▸ Assigned task 1:
Set down the stretch of the comment thread on Japan and the United States from "It's an age" through "and Los Angeles.", copying it word for word.
▸ Assigned task 2:
In the comment thread on Japan and the United States, what age range are most HNers said to be in?
▸ Assigned task 3:
Write what comes next in the comment thread on how visitors write about Japan and the United States, starting after its last sentence.

▸ Given passage:
====

It's an age thing. Most HNers are in their 30s-50s so would have been impressed by Japan in the 1990s-2000s.

Japan is a decent country but everyone who writes about it tends to overindex on the posh parts of Tokyo.

You don't think the reverse is also true? When you see Japanese people write about the United States, it is pretty similar -- they tend to overindex on the posh parts of major cities, like Manhattan, Honolulu, San Francisco, and Los Angeles.

  • The posh parts of America are suburbs or outer neighborhoods, not the inner city which is where most visitors end up staying.

    For example, when you visit the San Francisco Bay Area, the actual posh areas are Marin, the Tri-Valley, and the hill adjacent areas of South Bay suburbs (eg. Woodside, Atherton, Saratoga, Los Altos, Los Gatos, Foster City, San Mateo).

    Your average Japanese or other foreign visitor isn't visiting or staying in those suburbs nor would they be able to afford the hotel fees for hotels in those areas.

====

▸ Records from a collection:
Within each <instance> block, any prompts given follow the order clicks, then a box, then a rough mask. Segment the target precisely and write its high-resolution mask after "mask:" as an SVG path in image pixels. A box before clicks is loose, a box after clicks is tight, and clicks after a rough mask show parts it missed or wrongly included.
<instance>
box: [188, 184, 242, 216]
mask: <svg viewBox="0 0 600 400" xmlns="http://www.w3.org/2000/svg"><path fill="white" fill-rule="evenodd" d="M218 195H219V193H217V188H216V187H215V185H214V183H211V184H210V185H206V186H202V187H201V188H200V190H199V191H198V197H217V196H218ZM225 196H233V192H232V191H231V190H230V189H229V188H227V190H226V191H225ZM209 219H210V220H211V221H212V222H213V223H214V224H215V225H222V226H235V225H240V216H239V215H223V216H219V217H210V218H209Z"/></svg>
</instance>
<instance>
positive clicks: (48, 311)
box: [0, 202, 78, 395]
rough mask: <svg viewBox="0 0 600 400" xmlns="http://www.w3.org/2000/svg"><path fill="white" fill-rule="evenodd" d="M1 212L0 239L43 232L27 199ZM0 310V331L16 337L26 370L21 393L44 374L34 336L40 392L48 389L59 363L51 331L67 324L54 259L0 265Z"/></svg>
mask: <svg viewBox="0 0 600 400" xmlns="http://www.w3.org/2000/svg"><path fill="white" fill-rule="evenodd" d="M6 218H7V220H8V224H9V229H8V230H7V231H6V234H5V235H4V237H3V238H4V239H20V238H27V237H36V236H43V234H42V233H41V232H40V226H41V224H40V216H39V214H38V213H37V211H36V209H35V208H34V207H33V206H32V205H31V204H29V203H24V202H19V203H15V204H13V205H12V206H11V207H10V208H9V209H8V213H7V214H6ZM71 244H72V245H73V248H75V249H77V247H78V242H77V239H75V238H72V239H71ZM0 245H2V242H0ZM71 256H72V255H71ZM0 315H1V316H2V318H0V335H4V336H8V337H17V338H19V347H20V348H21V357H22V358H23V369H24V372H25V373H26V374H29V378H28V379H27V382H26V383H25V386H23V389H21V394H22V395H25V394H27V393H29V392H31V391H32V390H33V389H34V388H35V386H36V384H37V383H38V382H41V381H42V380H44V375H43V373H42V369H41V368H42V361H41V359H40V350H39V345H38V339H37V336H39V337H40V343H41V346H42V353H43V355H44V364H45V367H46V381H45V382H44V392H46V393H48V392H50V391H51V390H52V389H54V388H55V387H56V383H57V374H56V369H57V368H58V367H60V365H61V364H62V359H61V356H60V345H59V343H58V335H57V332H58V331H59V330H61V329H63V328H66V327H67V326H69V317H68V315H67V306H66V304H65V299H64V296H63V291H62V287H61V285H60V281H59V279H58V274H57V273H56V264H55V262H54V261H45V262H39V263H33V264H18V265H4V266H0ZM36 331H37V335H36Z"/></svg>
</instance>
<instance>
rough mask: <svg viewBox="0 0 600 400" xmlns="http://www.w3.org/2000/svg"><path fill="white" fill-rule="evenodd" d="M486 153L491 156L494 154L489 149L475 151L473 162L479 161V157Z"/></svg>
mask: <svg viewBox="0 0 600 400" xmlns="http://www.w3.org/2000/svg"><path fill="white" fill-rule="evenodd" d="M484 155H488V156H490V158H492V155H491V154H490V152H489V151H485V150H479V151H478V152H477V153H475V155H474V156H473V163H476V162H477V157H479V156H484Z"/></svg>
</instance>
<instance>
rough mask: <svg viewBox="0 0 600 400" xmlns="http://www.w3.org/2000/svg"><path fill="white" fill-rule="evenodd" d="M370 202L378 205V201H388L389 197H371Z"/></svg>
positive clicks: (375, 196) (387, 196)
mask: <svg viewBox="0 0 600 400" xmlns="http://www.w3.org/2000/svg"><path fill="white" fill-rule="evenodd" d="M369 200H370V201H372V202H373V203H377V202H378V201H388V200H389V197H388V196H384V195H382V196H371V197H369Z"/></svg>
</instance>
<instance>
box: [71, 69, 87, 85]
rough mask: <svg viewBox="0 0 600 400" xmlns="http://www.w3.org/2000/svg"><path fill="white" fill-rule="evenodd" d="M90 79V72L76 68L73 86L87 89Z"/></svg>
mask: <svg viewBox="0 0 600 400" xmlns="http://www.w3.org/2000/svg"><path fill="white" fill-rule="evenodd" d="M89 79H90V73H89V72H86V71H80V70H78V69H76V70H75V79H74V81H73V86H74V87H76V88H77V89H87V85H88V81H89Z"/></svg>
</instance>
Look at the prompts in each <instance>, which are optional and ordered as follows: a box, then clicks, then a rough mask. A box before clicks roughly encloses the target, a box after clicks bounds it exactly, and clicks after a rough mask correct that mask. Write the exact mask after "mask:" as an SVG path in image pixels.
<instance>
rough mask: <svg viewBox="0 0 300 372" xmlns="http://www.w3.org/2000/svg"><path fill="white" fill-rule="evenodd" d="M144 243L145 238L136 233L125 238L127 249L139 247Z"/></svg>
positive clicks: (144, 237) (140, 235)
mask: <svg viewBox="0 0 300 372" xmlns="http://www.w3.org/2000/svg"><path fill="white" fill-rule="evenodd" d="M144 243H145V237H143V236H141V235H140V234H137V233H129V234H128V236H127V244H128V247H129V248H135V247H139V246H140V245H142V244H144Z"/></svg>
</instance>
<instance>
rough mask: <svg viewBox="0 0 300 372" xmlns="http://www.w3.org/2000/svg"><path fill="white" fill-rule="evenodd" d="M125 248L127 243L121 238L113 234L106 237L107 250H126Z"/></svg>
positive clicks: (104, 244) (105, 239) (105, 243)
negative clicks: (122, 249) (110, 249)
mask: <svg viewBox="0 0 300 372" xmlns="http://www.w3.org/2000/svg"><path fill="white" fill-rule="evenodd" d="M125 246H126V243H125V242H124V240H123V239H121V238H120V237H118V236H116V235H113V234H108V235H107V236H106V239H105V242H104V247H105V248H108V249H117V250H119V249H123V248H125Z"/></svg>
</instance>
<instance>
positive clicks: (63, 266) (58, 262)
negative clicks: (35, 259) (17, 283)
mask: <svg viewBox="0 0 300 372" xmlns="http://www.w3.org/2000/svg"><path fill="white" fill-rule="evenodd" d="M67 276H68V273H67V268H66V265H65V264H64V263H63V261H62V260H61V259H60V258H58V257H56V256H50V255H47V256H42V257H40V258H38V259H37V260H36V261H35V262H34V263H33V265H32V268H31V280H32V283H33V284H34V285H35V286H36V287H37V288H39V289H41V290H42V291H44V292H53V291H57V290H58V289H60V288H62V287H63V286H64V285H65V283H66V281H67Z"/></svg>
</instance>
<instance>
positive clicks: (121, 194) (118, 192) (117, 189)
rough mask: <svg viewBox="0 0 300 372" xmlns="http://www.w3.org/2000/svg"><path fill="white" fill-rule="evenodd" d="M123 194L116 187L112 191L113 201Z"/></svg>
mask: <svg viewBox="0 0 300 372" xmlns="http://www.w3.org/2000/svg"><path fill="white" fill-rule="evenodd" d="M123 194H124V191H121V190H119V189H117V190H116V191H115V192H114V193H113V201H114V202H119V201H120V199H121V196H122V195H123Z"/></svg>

====

▸ Written response 1:
It's an age thing. Most HNers are in their 30s-50s so would have been impressed by Japan in the 1990s-2000s.

Japan is a decent country but everyone who writes about it tends to overindex on the posh parts of Tokyo.

You don't think the reverse is also true? When you see Japanese people write about the United States, it is pretty similar -- they tend to overindex on the posh parts of major cities, like Manhattan, Honolulu, San Francisco, and Los Angeles.

▸ Written response 2:
Most HNers are said to be in their 30s to 50s.

▸ Written response 3:
    This is a major reason why Japan and Euro-trips have become fairly common amongst younger Americans now - renting a decent 4 start hotel room or Airbnb in a posh area of Japan that is out of reach for most Japanese comes out roughly the same as a middle-of-the-pack experience in the US because an American median salary is double the Japanese or European one.

As someone who's lived in Tokyo for 10 years it's largely met my expectations. My living situation is far more modern than the western country I'm from, even if my suburb looks a bit plain (my only real complaint is that there's too much concrete and not enough trees).

Would even go as far as to say many comments about the place being trapped in the 80s or 90s don't match reality. For instance, the only time I've ever been asked to use a fax machine was by a US company.

  • The decaying rural areas of Japan would probably love to be stuck in the 80s if they can. Too late, now they have hollowed out and everyone young is moving to the same cities most tourists stay at.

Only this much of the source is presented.